● **DATA PROVIDED**

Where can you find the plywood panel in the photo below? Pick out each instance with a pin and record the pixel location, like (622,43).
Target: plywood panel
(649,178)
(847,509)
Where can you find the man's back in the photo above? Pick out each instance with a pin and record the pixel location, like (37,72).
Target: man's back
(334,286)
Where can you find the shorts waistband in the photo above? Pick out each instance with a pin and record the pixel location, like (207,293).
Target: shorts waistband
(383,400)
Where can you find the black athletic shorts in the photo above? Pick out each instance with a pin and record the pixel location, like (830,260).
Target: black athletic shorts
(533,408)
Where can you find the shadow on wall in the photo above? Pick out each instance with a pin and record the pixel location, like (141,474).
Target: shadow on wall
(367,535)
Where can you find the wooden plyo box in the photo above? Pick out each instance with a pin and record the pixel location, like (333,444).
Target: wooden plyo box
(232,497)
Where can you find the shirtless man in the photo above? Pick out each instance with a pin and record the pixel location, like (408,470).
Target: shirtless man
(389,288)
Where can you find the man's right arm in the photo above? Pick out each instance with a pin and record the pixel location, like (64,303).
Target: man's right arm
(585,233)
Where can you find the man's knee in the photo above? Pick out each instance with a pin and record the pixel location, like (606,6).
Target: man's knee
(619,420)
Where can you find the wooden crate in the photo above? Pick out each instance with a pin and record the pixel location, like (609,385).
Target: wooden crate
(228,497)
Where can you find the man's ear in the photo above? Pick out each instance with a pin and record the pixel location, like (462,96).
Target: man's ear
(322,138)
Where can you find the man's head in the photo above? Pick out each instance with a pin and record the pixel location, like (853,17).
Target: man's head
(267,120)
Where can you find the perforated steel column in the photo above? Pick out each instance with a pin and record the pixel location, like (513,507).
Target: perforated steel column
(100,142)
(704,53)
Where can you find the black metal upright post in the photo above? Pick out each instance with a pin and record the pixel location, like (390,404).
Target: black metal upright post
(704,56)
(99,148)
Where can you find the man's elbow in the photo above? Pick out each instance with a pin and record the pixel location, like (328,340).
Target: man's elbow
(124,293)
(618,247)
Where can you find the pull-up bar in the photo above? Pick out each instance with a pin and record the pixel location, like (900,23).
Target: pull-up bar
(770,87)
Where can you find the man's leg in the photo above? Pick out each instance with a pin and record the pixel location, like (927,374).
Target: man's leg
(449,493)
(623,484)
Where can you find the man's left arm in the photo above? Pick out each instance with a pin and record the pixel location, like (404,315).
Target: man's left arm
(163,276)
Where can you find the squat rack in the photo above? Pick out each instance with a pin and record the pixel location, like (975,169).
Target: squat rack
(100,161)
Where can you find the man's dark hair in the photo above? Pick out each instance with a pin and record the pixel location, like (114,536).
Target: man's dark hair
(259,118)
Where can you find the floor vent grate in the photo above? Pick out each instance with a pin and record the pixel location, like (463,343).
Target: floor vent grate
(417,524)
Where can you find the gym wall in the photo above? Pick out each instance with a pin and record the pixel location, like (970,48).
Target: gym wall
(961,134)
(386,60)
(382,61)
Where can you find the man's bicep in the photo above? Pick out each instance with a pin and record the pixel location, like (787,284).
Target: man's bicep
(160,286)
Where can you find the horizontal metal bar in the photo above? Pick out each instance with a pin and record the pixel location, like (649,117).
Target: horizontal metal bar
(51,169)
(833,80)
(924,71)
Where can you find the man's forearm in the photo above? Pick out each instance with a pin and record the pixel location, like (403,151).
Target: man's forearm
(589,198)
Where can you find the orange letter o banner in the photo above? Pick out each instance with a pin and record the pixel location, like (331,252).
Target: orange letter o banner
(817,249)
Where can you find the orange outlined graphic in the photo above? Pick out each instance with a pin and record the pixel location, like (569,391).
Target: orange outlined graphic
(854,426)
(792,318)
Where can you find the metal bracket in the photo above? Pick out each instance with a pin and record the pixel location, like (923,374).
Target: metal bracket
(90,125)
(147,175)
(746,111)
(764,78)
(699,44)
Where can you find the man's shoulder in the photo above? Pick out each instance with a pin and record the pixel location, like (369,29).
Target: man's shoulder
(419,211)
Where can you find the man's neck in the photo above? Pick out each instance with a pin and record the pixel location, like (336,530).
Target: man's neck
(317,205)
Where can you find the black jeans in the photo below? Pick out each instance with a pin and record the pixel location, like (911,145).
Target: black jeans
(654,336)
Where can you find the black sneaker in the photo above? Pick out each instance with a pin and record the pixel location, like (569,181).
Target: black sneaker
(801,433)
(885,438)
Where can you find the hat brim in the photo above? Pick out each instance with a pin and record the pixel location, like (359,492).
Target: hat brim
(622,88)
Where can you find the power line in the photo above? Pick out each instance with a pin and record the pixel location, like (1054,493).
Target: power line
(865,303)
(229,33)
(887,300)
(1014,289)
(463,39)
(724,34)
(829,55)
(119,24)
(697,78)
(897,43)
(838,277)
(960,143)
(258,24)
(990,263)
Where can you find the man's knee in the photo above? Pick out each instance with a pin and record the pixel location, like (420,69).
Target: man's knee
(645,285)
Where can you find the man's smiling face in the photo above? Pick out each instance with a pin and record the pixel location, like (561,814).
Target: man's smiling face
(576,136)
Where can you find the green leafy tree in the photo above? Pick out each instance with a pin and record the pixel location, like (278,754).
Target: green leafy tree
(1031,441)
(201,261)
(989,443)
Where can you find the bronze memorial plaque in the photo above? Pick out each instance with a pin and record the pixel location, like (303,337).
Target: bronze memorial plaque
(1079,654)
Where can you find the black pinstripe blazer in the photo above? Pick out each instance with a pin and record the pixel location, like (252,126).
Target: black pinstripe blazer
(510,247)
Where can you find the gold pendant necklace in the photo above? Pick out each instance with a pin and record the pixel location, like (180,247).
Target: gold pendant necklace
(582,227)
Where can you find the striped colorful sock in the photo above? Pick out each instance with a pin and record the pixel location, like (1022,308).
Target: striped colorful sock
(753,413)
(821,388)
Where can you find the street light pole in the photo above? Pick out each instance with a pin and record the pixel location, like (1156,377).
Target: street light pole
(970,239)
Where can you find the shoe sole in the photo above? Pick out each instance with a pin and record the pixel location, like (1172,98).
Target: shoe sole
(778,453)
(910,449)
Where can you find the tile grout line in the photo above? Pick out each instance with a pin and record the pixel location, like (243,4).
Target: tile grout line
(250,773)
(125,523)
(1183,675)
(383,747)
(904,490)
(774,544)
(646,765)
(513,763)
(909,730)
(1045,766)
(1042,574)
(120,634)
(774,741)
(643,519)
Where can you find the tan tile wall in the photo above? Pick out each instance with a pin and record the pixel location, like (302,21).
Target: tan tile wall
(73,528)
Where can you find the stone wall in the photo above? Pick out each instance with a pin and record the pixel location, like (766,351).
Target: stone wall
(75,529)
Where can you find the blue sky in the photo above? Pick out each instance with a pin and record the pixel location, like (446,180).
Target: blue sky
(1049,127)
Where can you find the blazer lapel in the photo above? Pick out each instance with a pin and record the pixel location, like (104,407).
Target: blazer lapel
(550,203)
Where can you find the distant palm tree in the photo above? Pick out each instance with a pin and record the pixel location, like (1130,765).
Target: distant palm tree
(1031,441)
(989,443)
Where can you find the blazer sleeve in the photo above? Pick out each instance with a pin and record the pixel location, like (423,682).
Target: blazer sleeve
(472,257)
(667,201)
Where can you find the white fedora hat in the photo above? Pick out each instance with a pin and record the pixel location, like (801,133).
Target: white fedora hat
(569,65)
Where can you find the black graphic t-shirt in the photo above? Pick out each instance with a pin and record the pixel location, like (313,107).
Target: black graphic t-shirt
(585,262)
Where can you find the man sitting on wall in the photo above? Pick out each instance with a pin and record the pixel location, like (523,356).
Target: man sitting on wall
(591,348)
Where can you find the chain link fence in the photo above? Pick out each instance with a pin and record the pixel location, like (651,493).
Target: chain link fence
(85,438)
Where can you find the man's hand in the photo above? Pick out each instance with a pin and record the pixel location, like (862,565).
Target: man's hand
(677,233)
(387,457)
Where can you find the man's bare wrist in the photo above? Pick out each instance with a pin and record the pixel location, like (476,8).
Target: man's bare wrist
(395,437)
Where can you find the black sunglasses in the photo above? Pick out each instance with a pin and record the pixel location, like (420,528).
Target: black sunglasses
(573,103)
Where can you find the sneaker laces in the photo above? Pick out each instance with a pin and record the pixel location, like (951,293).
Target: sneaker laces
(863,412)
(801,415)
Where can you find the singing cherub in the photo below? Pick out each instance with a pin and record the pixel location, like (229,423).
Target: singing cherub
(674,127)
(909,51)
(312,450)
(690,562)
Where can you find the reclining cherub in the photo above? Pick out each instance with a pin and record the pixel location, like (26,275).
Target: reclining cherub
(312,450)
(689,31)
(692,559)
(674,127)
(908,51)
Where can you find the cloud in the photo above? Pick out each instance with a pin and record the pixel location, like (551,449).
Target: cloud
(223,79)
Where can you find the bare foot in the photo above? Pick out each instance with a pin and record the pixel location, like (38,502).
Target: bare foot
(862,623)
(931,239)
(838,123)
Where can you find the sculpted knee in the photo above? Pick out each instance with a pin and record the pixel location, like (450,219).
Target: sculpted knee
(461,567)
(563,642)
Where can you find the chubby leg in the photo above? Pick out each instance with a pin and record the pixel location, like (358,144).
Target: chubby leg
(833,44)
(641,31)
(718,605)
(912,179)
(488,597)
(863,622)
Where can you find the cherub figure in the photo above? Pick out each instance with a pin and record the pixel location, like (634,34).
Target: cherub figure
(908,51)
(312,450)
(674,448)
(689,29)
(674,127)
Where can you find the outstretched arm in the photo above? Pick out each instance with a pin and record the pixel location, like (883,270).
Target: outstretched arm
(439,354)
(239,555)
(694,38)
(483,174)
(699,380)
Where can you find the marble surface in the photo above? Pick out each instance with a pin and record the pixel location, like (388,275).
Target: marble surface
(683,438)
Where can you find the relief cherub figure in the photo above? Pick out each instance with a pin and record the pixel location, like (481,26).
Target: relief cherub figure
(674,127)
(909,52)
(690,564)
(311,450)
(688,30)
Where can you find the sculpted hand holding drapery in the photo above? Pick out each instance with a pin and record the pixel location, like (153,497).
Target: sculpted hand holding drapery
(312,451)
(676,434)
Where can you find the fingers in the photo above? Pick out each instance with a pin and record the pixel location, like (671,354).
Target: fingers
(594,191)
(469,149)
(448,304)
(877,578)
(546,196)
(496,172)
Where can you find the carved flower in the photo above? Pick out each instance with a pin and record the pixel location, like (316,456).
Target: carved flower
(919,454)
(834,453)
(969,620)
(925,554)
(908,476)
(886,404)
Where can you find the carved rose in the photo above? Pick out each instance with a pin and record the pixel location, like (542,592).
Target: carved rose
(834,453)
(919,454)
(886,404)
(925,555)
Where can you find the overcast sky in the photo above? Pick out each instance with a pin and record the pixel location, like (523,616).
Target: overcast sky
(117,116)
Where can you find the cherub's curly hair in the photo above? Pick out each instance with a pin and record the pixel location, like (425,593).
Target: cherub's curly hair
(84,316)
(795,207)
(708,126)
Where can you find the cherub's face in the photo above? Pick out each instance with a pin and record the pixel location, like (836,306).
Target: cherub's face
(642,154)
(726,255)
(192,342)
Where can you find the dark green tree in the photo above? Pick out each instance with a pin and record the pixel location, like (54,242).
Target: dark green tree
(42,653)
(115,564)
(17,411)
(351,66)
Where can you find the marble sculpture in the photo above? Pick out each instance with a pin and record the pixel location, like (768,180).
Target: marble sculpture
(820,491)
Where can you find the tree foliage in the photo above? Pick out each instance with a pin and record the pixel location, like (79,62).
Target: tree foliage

● **WHAT TO DO**
Rewrite the items above as a JSON list of strings, one string per line, from the line containing "Where can you find the overcast" through the end of the items. Leave out any blank lines.

● **SOLUTION TO THIS PROBLEM**
[
  "Where can you find the overcast sky in the photo above? Pick out each instance with a pin and record the pixel location, like (523,616).",
  "Target: overcast sky",
  "(117,116)",
  "Where can you find the cherub's curly hair in the photo above? Pick out each instance with a pin and record the pixel location, like (425,593).",
  "Target: cherub's curly hair",
  "(84,316)",
  "(795,207)",
  "(708,126)",
  "Where can you find the cherub's face in the photo above? Pick out each instance with a pin and record the pixel location, like (836,306).",
  "Target: cherub's face",
  "(642,154)",
  "(726,255)",
  "(192,342)",
  "Where can you find the dark green tree in the photo above? Pick out each instance with a pin and record the pixel location, like (54,242).",
  "Target: dark green tree",
  "(42,653)",
  "(115,564)",
  "(17,411)",
  "(351,66)",
  "Where can you find the marble sculpture in the photo above? Pick out each instance with a pin and record the pixel location, like (768,180).",
  "Target: marble sculpture",
  "(820,491)",
  "Where can you find the tree foliage in the photo above? Pick out each instance with a pin and record the pixel location, like (79,62).",
  "Target: tree foliage"
]